**** Record excerpts ****
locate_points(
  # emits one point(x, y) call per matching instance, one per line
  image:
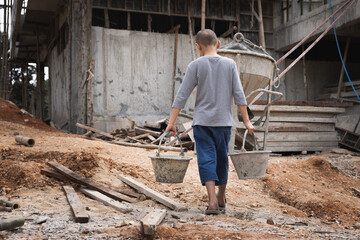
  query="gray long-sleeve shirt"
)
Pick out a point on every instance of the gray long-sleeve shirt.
****
State how many lines above contain the string "long", with no other words.

Reply to the task> 2